START ENTRIES
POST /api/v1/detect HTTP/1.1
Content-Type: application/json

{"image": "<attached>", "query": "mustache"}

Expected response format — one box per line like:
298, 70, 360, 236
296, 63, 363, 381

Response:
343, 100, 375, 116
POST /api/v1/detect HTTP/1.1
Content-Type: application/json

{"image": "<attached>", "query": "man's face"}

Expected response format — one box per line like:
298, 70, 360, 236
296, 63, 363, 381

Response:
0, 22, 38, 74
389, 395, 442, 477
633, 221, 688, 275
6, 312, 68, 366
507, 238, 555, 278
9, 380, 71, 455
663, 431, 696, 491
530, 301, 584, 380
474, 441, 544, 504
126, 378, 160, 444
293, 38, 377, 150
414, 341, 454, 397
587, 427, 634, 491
END ENTRIES
START ENTRIES
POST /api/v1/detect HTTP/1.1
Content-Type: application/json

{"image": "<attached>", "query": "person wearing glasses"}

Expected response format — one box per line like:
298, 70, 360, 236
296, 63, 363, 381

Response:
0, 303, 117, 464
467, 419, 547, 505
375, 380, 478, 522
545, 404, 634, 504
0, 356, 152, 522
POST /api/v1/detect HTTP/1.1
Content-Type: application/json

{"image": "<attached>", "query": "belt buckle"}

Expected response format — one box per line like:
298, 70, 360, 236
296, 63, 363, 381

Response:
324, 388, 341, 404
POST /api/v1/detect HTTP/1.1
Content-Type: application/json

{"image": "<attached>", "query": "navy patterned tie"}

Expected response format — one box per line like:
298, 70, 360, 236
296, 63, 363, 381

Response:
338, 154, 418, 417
END ENTRIES
START ENTRIES
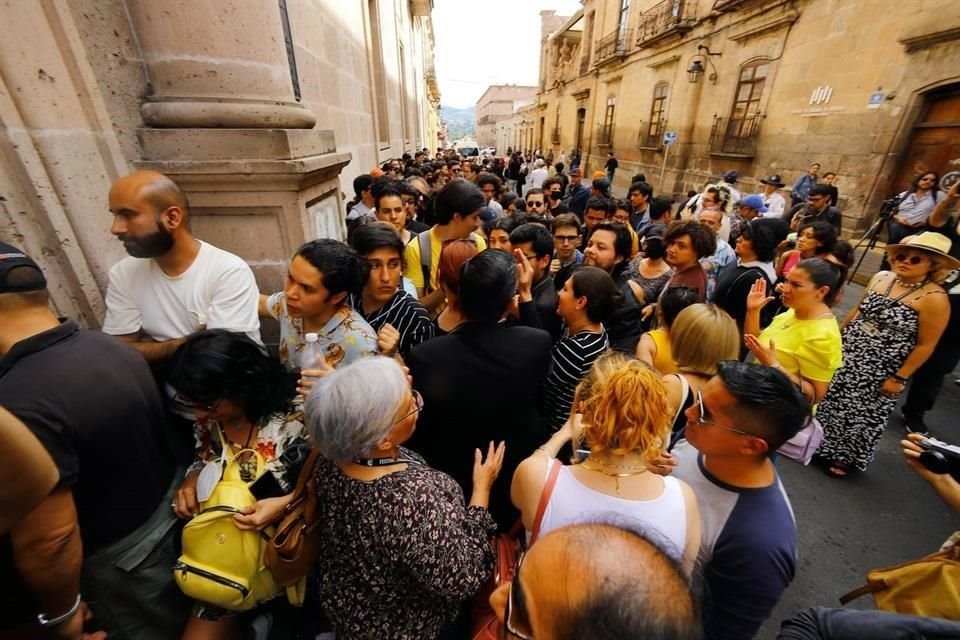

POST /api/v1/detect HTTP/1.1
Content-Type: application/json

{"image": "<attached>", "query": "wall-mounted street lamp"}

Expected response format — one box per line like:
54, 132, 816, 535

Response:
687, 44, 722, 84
END ENTRIES
YOUR INSTRUCTIONS: Pick out each line of the listing above that contains the string "image" and copy it whole.

RESULT OF THIS EXERCISE:
{"image": "<attached>", "query": "mustache"}
{"image": "<attached>", "query": "man's face"}
{"image": "<attached>", "query": "person wearing glasses"}
{"image": "<attached>", "query": "belt buckle"}
{"image": "<attached>", "query": "navy patterned tie"}
{"image": "<attached>", "query": "wall-mounted street lamp"}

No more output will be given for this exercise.